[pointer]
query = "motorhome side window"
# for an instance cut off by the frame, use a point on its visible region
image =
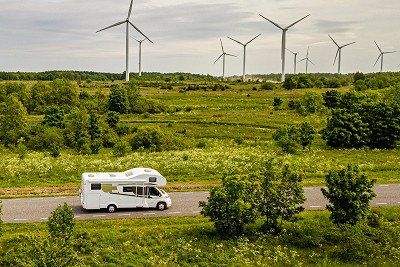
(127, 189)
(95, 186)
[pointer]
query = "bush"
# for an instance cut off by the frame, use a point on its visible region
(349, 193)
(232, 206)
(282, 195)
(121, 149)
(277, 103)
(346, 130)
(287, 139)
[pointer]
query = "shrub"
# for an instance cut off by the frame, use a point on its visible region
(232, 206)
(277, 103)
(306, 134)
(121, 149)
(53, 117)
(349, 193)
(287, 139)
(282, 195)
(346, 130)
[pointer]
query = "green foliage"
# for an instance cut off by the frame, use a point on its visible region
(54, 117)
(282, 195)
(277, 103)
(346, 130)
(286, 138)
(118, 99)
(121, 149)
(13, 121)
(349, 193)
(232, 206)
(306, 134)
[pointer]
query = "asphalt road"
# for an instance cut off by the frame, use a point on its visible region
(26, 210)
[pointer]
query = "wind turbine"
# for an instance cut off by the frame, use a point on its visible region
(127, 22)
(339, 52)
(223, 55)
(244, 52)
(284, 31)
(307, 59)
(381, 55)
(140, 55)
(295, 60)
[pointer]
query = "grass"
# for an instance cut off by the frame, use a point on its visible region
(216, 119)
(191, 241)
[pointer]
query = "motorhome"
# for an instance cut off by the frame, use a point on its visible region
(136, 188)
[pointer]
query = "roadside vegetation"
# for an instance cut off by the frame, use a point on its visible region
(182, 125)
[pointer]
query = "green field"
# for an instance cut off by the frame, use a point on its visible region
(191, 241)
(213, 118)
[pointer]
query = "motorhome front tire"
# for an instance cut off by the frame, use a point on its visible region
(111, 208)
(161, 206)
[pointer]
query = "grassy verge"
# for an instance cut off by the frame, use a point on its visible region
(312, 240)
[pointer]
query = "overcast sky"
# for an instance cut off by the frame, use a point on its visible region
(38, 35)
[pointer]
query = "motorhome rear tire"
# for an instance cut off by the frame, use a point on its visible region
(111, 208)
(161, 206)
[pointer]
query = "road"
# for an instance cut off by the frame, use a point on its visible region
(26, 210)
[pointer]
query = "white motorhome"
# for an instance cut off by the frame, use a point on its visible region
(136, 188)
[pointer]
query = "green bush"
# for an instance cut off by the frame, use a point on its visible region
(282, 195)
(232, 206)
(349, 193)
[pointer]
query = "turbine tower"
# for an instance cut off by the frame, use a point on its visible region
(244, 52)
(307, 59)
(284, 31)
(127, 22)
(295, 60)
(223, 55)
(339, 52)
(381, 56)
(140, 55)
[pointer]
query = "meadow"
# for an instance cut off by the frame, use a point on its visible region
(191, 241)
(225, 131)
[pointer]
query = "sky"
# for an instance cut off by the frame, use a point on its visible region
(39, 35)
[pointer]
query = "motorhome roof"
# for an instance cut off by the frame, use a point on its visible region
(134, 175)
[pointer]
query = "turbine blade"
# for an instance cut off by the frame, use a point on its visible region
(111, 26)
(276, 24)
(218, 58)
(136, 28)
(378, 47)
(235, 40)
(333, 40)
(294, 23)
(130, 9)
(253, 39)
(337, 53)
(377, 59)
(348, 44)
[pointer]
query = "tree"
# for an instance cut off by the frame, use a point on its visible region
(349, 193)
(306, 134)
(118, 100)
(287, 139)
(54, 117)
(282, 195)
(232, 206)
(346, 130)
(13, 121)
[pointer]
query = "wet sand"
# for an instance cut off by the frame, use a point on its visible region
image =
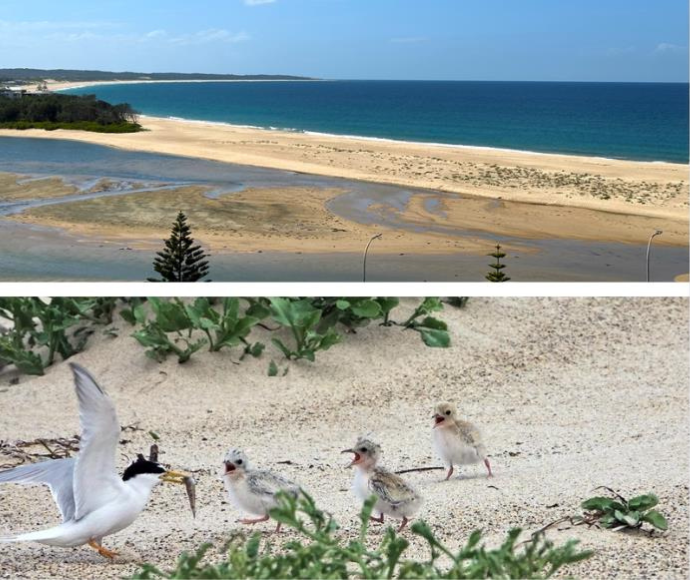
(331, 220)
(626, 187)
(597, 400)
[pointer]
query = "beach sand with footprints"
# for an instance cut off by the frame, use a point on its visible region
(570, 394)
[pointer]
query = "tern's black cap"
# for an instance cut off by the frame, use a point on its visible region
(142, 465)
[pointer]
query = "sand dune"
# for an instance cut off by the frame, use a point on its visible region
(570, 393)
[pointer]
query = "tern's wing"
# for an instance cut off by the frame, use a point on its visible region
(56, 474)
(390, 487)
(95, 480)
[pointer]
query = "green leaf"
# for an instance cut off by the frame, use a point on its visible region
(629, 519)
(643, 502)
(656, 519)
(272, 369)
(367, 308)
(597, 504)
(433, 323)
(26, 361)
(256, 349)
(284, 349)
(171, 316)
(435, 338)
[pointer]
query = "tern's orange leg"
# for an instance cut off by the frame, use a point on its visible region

TASK DESCRIPTION: Determine the number of lines in the preceding data that contain the word "green". Reply with that number only.

EXERCISE RESPONSE: 4